## begin The data
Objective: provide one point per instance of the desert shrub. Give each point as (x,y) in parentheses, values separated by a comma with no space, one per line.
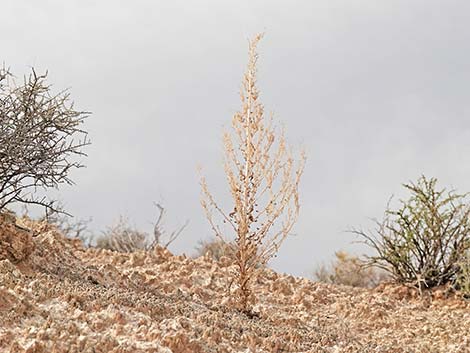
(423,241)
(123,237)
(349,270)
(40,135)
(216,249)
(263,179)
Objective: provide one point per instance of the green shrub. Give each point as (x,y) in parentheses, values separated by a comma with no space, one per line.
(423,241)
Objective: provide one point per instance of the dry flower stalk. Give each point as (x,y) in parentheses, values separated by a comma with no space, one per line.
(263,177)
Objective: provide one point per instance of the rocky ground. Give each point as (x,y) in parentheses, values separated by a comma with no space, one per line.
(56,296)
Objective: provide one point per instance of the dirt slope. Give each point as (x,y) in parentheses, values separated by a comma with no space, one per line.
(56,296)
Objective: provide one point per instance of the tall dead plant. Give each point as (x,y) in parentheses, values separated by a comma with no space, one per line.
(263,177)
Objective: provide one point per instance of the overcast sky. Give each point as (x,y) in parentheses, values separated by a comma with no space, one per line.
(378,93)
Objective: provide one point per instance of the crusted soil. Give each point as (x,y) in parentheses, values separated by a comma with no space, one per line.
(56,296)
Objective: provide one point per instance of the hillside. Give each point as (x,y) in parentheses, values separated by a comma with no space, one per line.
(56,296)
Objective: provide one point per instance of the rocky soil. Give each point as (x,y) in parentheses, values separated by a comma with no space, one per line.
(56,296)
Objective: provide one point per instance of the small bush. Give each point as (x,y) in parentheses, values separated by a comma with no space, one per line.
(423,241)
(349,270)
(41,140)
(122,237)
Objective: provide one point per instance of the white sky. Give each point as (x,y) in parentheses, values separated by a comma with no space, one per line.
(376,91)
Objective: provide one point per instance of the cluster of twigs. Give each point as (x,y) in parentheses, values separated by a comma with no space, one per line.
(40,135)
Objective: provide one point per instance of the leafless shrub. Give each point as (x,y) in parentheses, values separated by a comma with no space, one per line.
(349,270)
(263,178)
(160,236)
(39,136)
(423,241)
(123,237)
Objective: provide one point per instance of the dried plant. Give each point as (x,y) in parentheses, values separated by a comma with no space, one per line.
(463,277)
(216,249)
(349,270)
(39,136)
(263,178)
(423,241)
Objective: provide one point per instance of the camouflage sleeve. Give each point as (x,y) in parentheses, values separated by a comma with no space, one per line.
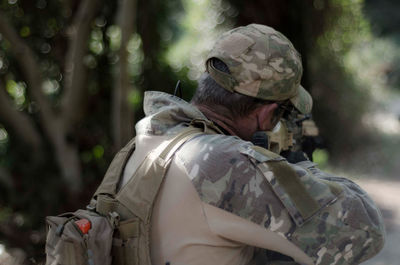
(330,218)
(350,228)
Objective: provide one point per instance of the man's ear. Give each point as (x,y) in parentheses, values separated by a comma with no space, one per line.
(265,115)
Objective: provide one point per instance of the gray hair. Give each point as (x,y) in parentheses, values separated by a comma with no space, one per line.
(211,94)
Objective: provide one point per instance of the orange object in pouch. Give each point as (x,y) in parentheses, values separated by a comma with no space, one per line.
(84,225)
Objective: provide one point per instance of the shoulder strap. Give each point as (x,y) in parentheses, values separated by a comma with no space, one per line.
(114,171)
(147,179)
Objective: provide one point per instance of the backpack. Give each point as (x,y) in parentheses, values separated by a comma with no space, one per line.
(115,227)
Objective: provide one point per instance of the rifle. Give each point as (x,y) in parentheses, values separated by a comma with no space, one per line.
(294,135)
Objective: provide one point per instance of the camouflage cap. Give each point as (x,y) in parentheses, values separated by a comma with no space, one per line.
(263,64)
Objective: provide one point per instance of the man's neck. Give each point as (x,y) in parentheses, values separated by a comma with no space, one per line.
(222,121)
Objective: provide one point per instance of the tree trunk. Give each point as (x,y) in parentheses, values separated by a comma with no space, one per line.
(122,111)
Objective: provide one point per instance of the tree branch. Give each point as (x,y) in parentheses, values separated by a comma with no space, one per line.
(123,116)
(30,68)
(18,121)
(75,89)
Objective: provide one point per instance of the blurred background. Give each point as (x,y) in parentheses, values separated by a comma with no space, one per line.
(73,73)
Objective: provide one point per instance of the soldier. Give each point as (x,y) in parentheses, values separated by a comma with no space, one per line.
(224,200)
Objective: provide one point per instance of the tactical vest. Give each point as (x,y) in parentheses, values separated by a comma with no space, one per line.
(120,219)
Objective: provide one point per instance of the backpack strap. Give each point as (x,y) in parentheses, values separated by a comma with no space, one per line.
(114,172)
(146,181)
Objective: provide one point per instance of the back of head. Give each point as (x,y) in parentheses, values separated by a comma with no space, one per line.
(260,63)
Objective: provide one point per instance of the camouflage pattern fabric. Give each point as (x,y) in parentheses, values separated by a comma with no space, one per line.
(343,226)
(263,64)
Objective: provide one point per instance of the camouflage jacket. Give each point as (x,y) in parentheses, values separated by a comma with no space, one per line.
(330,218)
## end The data
Directive: Except for the pictures, copy every line of the records above exactly.

Full response:
Objective: provide one point per instance of the desert shrub. Give each point as (x,y) in parentheses, values separated by a comma with no space, one per line.
(423,241)
(123,237)
(349,270)
(40,135)
(216,249)
(263,179)
Objective: provide one point per instance of the green shrub. Give each point as (x,y) in parentheses, values separated by a comma with no space, one per line.
(423,241)
Objective: provide one point per instance of the dry flower stalk. Give each point as (x,y) in parentheses, values separated by a comma with no space, one per line.
(263,177)
Objective: provide one point per instance of the rocky ground. Give each point as (x,y) in parentheses, values separated by a comma with no space, one per line.
(56,296)
Objective: provide one point per instance of the dirt slope. Give each point as (x,y) in parentheses, values separated by a comma with no space, one per line.
(56,296)
Objective: provide one point per instance of the tall dead plant. Give each point as (x,y) in parentheses, values separated by a comma with no space, one per line.
(263,177)
Objective: provide one point per instance of the overcast sky. Give each point as (x,y) in parentheses, values separated by a comma with no space, one per line.
(378,93)
Objective: provide one point per instance of the crusted soil. Give each point as (x,y) in parentheses, values separated by a comma with no space, one per line.
(56,296)
Objective: provide one point per instance of the hillside. Give each point as (x,y) in parentheses, values separated by a comma with no space, one per line.
(56,296)
Objective: provide one point per instance of the rocky soil. Give each point as (x,y) in parentheses, values separated by a comma with no space, one per line.
(56,296)
Objective: provide one point per instance of the small bush. Give each point as (x,y) in parentheses, values separated by a comma with no space, one per line.
(423,241)
(349,270)
(41,140)
(122,237)
Objective: provide one point per instance of the white sky. Give each point as (x,y) in parentheses, values separated by a comma with no space, one per line.
(376,91)
Objective: provide one point per instance of the cluster of twigs. Give each point as (x,y) in parentheses, values separated by a comma with no space, one per line.
(40,135)
Objective: provide one point per instance of the leafless shrub. Give each point as (x,y) in parentheses, values separated by a comma with no space, one per line.
(349,270)
(263,178)
(160,236)
(39,136)
(423,241)
(123,237)
Objective: provide one point per instance of the dried plant. Give each point as (x,y) in parentheses, values separated by a comma with no space, one per line.
(463,277)
(216,249)
(349,270)
(39,136)
(263,178)
(423,241)
Objective: provide one point per instance of the camouflage sleeve. Give each point as (x,y) in parentheses, values separated by a comma with no space, one per line.
(330,218)
(350,228)
Objective: provide one point per instance of the man's ear. Give each point as (x,y) in parentheses, values separated by a comma with no space, one per line.
(265,115)
Objective: provide one point per instance of the gray hair. Give each point as (x,y) in parentheses, values separated by a comma with no space, one per line.
(211,94)
Objective: provide one point per instance of the orange object in pouch. Give each point as (x,y) in parentheses, values separated by a comma with no space, one per line.
(84,225)
Objective: provide one point per instance of the shoulder strap. Give each point as (x,y) in parentheses, values separated by a comma with no space, one per line.
(114,171)
(147,179)
Objective: provide one point per instance of the backpack. Give each point as (x,y) in parentheses, values separated by a comma with no space, one per line.
(115,227)
Objective: provide one point per instance of the rifle. Give each point as (x,y) in parentheses, values separated by a comma with no space, one per line.
(294,135)
Objective: provide one point per instance of the camouflage cap. Give each point as (x,y) in parentheses, values separated by a comma with no space, one per line.
(263,64)
Objective: provide one point per instance of the man's neck. Give each point as (x,y) in parentheses, values separated by a comma with no space, one per line.
(222,121)
Objective: provide one point per instance of the tree trunk. Give each point as (x,y) in parentheses, values separated by a comma with no space, one per line.
(122,111)
Objective: provide one point per instance of the tree branch. Give each point as (x,y) in parentheses, values separated by a comma with no space, one per line.
(123,116)
(30,68)
(18,121)
(75,89)
Objective: provide one point per instance of the blurred background. Give each point as (x,y) in parentheses, values separated by a comma with no space, one per line.
(73,73)
Objective: provide one point per instance of the soldier. Give each point as (x,y) in parentheses, values separated by a comma with no space, one per line.
(224,200)
Objective: provide one point per instance of the tactical vest. Give each point as (x,y) in parentheses, values separated by a comma with no space, one per line.
(120,219)
Objective: provide one point per instance of the backpack strap. Give each point as (x,y) in parentheses, values separated by a comma with no space, one per line.
(114,172)
(146,181)
Objective: provide one point per instance of the back of head. Give each point as (x,y) in parentheses, values separated by a comma with no space, one per line.
(260,63)
Objective: provide one point per instance of the camouflage pattern fabric. Give each point as (x,y) in parentheses, values separated by a comma with no space, one per line.
(343,226)
(263,64)
Objective: provide one point per instance of the camouflage jacket. Give each point as (x,y) in parentheses, values separated by a comma with no space, one per line.
(330,218)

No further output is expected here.